▸ **Task**:
Quote every line of the records below verbatim, with no changes.

▸ **Recorded data**:

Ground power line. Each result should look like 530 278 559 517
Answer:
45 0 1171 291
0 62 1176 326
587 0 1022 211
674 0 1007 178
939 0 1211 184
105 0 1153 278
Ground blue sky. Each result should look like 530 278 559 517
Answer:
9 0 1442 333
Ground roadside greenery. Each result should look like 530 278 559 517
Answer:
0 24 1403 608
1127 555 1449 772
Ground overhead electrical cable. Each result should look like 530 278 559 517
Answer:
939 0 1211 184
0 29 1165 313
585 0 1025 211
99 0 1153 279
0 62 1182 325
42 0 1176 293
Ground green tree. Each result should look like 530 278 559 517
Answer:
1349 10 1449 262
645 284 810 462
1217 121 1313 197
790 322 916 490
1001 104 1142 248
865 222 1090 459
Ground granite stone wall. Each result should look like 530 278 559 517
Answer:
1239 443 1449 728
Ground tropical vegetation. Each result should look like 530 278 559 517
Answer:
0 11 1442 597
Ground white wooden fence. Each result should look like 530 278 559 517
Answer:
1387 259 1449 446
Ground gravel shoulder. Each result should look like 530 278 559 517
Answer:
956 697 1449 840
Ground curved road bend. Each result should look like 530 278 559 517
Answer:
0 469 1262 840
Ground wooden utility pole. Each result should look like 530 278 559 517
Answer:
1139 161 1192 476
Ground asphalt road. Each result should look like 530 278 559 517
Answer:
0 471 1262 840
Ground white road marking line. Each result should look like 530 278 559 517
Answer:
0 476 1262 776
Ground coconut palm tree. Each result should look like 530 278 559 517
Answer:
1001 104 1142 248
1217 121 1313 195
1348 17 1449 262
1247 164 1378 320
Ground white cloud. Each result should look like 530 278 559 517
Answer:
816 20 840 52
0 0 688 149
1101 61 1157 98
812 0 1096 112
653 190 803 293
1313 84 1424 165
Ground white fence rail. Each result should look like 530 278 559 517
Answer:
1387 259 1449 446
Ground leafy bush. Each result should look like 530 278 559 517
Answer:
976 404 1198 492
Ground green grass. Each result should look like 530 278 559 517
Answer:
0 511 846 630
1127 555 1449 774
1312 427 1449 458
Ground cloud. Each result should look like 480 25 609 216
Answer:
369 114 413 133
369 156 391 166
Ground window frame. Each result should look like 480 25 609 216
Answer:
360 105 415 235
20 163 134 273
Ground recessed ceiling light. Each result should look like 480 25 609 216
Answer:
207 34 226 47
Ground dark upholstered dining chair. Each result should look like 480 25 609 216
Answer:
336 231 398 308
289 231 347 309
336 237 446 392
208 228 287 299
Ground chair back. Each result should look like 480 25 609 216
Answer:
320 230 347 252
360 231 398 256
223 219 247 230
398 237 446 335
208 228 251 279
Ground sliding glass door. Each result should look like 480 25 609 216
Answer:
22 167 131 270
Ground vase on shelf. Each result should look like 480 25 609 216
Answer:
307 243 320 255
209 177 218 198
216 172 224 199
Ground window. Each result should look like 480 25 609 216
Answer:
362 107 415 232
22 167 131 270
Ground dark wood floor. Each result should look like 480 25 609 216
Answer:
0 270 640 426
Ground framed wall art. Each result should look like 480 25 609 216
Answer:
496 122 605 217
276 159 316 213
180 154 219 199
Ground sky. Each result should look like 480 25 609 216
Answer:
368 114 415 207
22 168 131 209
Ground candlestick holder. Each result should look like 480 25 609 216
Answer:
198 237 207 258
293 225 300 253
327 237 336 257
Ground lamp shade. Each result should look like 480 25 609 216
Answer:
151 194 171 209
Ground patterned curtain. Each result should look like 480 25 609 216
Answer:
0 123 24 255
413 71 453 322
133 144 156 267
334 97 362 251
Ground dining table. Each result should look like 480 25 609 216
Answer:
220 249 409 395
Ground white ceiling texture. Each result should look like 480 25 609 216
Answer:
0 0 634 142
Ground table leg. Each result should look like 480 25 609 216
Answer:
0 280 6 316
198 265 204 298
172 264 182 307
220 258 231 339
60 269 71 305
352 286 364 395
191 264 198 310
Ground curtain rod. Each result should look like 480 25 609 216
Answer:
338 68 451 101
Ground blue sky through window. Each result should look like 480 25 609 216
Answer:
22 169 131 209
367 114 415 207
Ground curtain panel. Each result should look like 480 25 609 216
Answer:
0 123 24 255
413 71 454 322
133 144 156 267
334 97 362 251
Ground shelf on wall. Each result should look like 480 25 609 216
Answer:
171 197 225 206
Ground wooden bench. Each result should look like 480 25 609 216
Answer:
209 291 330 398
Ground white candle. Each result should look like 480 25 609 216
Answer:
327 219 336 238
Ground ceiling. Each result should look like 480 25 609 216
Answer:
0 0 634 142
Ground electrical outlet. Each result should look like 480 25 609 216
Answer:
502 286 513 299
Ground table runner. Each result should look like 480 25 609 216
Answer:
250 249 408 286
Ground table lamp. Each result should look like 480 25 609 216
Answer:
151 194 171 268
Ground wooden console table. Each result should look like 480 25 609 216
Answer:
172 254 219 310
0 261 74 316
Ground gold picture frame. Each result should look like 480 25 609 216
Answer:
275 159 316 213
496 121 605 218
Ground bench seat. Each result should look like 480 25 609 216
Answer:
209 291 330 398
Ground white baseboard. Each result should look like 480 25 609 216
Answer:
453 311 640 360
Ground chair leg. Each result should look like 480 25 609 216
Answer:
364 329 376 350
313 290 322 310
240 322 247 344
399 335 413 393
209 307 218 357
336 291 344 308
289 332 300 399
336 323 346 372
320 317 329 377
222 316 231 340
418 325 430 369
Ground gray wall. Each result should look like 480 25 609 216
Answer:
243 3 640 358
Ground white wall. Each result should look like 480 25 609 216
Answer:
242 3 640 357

▸ **Response below**:
Ground power line. Each result should look like 530 278 559 517
Answer:
45 0 1171 291
0 62 1176 326
587 0 1022 211
674 0 1007 178
939 0 1211 184
105 0 1153 278
Ground blue sky. Each result should look like 530 278 559 517
Answer:
9 0 1442 333
Ground roadside greenery. Each result should look like 530 278 559 517
Answer:
0 24 1403 608
1127 555 1449 772
Ground overhead electrical cable. Each result should look like 530 278 559 517
Answer:
939 0 1211 184
0 29 1165 313
585 0 1025 211
99 0 1153 279
0 62 1182 325
42 0 1176 293
Ground green tree. Each result should look like 530 278 559 517
Answer:
1349 10 1449 262
645 284 810 462
1217 121 1313 197
790 322 916 490
1001 104 1142 248
865 222 1090 459
Ground granite stone wall. Each result should look like 530 278 559 517
Answer:
1239 443 1449 728
Ground tropical vegetation. Each result should look like 530 278 559 517
Answer:
0 11 1442 597
Ground white wooden fence. Each result should look like 530 278 559 517
Answer:
1387 259 1449 446
Ground gravel shoulder. Each result should look like 530 278 559 517
Answer:
956 697 1449 840
Ground curved road bend. Each result should look like 530 278 559 517
Answer:
0 469 1262 840
Ground wooden utility pole. Each result should look like 530 278 559 517
Answer:
1139 161 1192 476
Ground asphalt road. Each result should look like 530 278 559 517
Answer:
0 471 1262 840
Ground white road marking line. Each result should look like 530 278 559 517
Answer:
0 476 1262 776
Ground coconut palm tree. Each result should look like 530 278 559 517
Answer:
1001 104 1142 248
1217 121 1313 195
1348 17 1449 262
1247 164 1378 320
Ground white cloud. Each result should look like 530 278 559 517
Answer:
816 20 840 52
0 0 688 149
1101 61 1157 98
812 0 1096 112
653 190 803 293
1313 84 1424 165
Ground white fence rail. Each result should look like 530 278 559 517
Answer:
1387 259 1449 446
Ground leafy bush. Each result should look like 530 278 559 517
Answer:
976 404 1198 492
Ground green grass. Each result should look like 530 278 559 517
Answer:
0 511 846 630
1127 555 1449 774
1312 427 1449 458
Ground cloud. Each result should look like 480 25 609 216
Answer:
369 114 413 133
369 156 391 166
Ground window frame. Each result should look like 480 25 609 216
Answer:
360 105 415 235
20 163 134 273
Ground recessed ceiling light. Each result should look like 480 25 609 216
Answer:
207 34 226 47
Ground dark upholstered dining chair. Each result should look like 480 25 609 216
Answer:
336 231 398 308
289 231 347 309
336 237 446 392
208 228 287 299
Ground chair back. Each result should look like 480 25 609 216
Answer:
320 230 347 252
360 231 398 256
223 219 247 230
398 237 446 335
208 228 251 279
Ground sliding glass door. Each result should look like 480 25 609 216
Answer:
22 167 131 270
Ground vase on shelf. Each result should look like 480 25 609 216
Answer:
307 243 320 255
209 177 218 198
216 172 224 199
Ground window. Each result should look like 480 25 609 216
Answer:
362 107 415 232
22 167 131 270
Ground dark wood floor. Each result should look like 480 25 609 216
Answer:
0 270 640 426
Ground framed wall art. Each result should look like 480 25 609 216
Answer:
496 122 605 217
276 159 316 213
180 154 219 199
Ground sky. Each result should look like 480 25 609 216
Answer:
368 114 415 207
22 168 131 209
Ground candlestick holder. Each result should look like 480 25 609 216
Answer:
198 237 207 258
293 225 300 253
327 237 336 257
Ground lamp shade. Each result should look like 480 25 609 216
Answer:
151 194 171 209
Ground patterned curtain. Each result should look like 480 25 609 216
Answer:
0 123 24 255
413 71 453 322
133 144 156 267
334 97 362 251
Ground dining table. Each result should look like 480 25 609 216
Answer:
220 249 409 395
Ground white ceiling texture. Each result should look like 480 25 609 216
Answer:
0 0 634 142
Ground table leg. Each result should look like 480 25 609 216
Answer:
0 280 6 316
198 265 204 298
172 264 182 307
220 258 231 339
60 269 71 305
352 286 364 395
191 264 198 310
Ground curtain rod. Each result should look like 480 25 609 216
Answer:
338 68 451 101
Ground blue sky through window. Each result should look like 480 25 609 216
Answer:
22 169 131 209
367 114 415 207
Ground curtain panel. Each result should look like 480 25 609 216
Answer:
0 123 24 255
413 71 454 322
133 144 156 267
334 97 362 251
Ground shelf on wall. Each result should look like 480 25 609 216
Answer:
171 197 225 206
Ground wooden bench. Each result should look like 480 25 609 216
Answer:
209 291 330 398
Ground white candle. Each result should look like 480 25 609 216
Answer:
327 219 336 238
Ground ceiling. Each result should look like 480 25 609 216
Answer:
0 0 634 142
Ground electrical outlet. Each result should look like 480 25 609 216
Answer:
502 286 513 299
Ground table runner. Each result should look like 480 25 609 216
Answer:
250 249 408 286
Ground table lamp. Each result should look like 480 25 609 216
Answer:
151 194 171 268
Ground wooden console table. Each result should look like 480 25 609 216
Answer:
172 254 219 310
0 261 74 316
Ground gold picture frame. Each result should look like 480 25 609 216
Answer:
275 159 316 213
496 121 605 218
Ground bench seat. Each result should look like 480 25 609 216
Answer:
209 291 330 398
Ground white baseboard. Each result should look like 480 25 609 216
Answer:
453 311 640 360
Ground chair leg. Each result should look like 480 25 609 216
Answer:
364 329 376 350
313 290 322 310
240 322 247 344
399 335 413 393
209 307 218 357
336 291 344 308
289 332 300 399
336 323 346 372
320 317 329 377
222 316 231 340
418 325 430 369
Ground gray wall. Each result should look like 480 25 609 216
Answer:
243 3 640 358
Ground white wall. Each result should look like 480 25 609 216
Answer:
242 3 640 357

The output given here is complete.